**AIM**
Count how many lines of the records below contain the string "trousers", treating uppercase and lowercase as different. Reply with the number alone.

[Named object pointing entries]
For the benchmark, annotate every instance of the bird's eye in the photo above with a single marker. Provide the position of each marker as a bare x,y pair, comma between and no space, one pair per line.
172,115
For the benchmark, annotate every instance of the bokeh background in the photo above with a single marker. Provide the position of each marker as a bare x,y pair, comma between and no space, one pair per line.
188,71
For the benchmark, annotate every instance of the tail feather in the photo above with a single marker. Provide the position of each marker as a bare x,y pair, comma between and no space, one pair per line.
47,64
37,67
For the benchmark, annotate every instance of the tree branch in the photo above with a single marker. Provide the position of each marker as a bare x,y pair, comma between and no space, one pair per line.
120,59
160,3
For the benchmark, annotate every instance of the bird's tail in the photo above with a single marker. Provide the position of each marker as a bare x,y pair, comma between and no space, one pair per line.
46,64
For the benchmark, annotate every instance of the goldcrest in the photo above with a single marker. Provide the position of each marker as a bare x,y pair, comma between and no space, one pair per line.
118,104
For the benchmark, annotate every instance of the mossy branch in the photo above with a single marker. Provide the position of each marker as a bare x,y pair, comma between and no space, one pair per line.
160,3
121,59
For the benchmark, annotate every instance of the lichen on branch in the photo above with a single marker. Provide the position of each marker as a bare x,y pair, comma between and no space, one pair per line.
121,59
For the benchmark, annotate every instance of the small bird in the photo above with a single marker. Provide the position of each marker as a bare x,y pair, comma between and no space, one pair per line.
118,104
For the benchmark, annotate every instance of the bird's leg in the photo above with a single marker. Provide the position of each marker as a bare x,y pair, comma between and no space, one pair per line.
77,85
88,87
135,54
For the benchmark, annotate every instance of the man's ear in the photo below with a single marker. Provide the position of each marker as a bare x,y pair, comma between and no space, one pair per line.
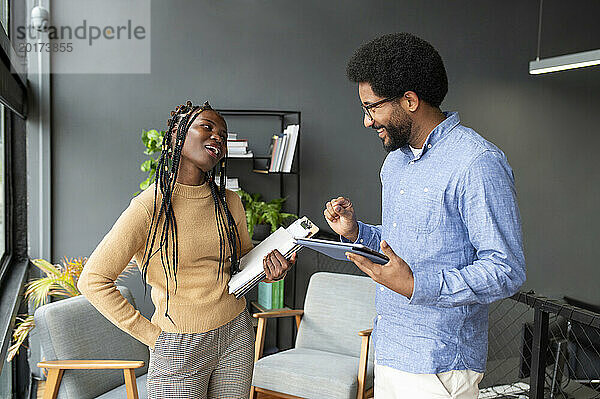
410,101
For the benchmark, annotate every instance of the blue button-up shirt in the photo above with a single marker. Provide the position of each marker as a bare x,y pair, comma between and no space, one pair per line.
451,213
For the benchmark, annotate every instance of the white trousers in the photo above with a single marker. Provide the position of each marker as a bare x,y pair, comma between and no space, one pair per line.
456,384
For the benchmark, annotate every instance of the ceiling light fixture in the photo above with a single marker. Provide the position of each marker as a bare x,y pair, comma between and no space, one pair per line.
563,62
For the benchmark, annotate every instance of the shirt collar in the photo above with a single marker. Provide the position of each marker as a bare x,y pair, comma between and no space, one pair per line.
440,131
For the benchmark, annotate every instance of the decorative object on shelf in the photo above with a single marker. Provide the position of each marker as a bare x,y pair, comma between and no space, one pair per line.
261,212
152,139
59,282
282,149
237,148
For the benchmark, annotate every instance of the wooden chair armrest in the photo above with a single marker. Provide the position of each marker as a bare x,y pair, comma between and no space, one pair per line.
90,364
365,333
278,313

---

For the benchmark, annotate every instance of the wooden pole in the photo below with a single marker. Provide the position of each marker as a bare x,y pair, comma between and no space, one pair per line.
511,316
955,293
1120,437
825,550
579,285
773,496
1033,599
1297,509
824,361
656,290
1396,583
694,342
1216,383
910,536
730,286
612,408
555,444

--

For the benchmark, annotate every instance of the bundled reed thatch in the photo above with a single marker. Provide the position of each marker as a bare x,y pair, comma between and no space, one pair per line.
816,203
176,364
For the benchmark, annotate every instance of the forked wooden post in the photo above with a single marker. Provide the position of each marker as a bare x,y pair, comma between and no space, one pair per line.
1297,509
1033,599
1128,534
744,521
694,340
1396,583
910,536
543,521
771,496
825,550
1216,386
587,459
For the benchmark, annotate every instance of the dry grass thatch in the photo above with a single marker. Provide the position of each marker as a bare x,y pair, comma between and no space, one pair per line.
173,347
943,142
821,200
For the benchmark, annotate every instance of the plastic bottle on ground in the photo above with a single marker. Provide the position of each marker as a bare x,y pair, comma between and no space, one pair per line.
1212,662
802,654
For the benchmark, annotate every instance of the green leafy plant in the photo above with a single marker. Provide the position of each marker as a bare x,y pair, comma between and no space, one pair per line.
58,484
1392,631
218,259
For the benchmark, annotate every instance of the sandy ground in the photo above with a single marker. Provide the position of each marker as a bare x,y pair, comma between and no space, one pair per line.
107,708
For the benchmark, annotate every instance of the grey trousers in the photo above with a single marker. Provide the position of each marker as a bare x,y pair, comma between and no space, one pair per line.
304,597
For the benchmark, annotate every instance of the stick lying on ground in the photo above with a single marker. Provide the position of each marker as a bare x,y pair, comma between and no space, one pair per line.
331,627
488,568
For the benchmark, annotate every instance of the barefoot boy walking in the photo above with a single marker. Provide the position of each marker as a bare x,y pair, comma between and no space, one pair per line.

**OUTPUT FOR THIS EXERCISE**
2